> **À FAIRE**:
Répondez à ces questions d'après l'extrait sur la cigogne ci-dessous :
1. Vers quelle année existait une tour de la Cigogne au château d'Ancenis ?
2. Où le boucher emporte-t-il les cigogneaux ?
3. En quelle année la cigogne a-t-elle fait son retour en Loire-Atlantique ?

> **EXTRAIT**:
--------

La cigogne : une revenante

Elle avait depuis longtemps disparu de notre paysage. Elle était pourtant familière à Ancenis au Moyen-Âge. Il existait une tour de la Cigogne au château d’Ancenis vers 1475. Sans doute des cigognes avaient-elles fait leur nid sur son toit. Dans un compte de la même époque, on voit un couvreur descendre des cigogneaux de leur nid.

Un boucher les emporte à La Ville-au-Chef, une des résidences des sires de Rieux, située à Nozay. À plusieurs reprises, on retrouve dans ces comptes des envois de cigogneaux au seigneur d’Ancenis. Ils finissaient probablement sur sa table. La cigogne, comme le cygne et d’autres grands volatiles, était appréciée sur les tables aristocratiques. Il existait encore à Ancenis au XVIIe siècle un « Carrefour de la Cigogne » et « une maison nommée la Sigogne » rue du Château. La cigogne a fait son retour en Loire-Atlantique en 1989. Elle fait parfois escale dans les prairies humides de la vallée de la Loire, du côté de Loireauxence. Son exemple, comme celui du castor, lui aussi revenu sur les bords du fleuve, montre que des espèces peuvent reprendre possession de leurs anciens habitats quand les conditions redeviennent favorables.

--------

> **DONNÉES AFFICHÉES**:
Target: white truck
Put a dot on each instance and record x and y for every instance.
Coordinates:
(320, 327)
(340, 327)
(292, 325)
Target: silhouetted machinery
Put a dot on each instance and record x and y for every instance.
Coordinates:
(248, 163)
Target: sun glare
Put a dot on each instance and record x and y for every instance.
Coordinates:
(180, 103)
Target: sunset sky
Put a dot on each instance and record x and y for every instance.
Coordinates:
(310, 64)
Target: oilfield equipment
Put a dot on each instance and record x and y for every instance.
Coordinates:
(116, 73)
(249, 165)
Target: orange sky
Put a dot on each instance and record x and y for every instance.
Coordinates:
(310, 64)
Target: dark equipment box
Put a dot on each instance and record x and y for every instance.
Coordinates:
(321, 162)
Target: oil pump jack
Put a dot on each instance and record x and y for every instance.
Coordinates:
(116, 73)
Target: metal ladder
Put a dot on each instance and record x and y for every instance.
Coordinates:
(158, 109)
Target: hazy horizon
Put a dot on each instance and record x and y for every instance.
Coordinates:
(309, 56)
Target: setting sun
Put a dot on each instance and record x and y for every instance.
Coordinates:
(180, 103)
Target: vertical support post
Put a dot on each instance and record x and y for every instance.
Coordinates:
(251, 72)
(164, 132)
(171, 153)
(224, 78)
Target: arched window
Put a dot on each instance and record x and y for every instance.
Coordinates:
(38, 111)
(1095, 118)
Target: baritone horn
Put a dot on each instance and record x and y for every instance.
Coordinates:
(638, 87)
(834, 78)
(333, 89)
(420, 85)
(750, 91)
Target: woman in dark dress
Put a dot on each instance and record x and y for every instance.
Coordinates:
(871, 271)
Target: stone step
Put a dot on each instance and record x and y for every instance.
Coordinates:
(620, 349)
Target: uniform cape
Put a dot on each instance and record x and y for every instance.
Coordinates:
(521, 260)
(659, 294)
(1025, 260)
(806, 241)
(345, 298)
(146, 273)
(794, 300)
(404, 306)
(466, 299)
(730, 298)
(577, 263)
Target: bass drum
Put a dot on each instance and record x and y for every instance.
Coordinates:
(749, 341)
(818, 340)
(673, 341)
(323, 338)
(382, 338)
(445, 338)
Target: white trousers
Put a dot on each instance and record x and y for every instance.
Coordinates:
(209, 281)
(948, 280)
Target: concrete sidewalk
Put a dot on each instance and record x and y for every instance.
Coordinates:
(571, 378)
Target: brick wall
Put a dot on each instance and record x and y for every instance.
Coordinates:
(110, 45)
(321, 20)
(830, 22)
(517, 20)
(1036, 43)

--------

> **RÉPONSE**:
1. Vers 1475.
2. À La Ville-au-Chef, à Nozay.
3. En 1989.